[What is being asked] Can you rewrite the records below so that every "find-bbox" becomes "locate-bbox", with nothing else changed?

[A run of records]

** start **

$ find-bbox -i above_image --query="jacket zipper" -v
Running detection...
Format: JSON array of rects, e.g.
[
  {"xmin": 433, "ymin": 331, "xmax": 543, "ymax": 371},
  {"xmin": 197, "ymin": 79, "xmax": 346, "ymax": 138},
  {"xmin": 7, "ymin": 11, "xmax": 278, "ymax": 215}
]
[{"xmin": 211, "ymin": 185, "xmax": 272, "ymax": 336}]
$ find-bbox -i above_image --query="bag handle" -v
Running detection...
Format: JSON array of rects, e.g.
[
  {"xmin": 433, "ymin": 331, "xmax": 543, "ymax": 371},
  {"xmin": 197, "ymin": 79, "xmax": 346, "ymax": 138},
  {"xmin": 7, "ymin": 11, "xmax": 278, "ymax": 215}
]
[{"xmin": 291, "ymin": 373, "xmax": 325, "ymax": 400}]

** end **

[Expected answer]
$ locate-bbox -i above_image --query="jacket zipper" -v
Running detection...
Format: JSON array of rects, e.g.
[
  {"xmin": 433, "ymin": 331, "xmax": 543, "ymax": 371},
  {"xmin": 197, "ymin": 79, "xmax": 346, "ymax": 138},
  {"xmin": 7, "ymin": 11, "xmax": 278, "ymax": 215}
]
[{"xmin": 211, "ymin": 185, "xmax": 272, "ymax": 336}]
$ locate-bbox -i above_image --query="bag handle" -v
Running detection...
Format: JSON array of rects, e.g.
[
  {"xmin": 433, "ymin": 331, "xmax": 543, "ymax": 371},
  {"xmin": 197, "ymin": 79, "xmax": 346, "ymax": 138},
  {"xmin": 7, "ymin": 11, "xmax": 278, "ymax": 215}
]
[{"xmin": 291, "ymin": 373, "xmax": 325, "ymax": 400}]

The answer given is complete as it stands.